Input records -
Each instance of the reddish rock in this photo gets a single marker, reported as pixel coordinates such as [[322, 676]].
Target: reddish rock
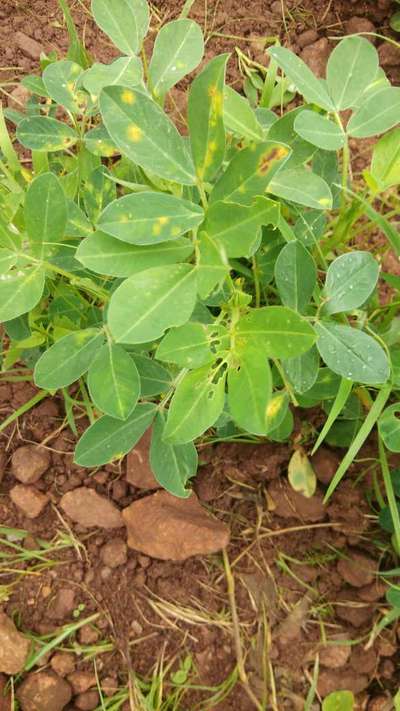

---

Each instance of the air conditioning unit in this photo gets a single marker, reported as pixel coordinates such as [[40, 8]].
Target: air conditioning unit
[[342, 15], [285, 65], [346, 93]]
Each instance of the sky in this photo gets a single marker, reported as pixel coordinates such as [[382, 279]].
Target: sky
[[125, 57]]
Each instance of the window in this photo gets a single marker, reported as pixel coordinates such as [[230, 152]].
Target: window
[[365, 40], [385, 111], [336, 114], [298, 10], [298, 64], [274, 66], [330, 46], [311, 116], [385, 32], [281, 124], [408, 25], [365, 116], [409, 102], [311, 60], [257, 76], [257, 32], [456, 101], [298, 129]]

Given request - Copy the items without any changes, from the line with "Each instance of the reddish" up to and including the line with "Target: reddish rock".

Right answer -
Each instance of the reddish rock in this photo gets a single marker, reported as pixel coordinates such as [[322, 676]].
Target: reddish rock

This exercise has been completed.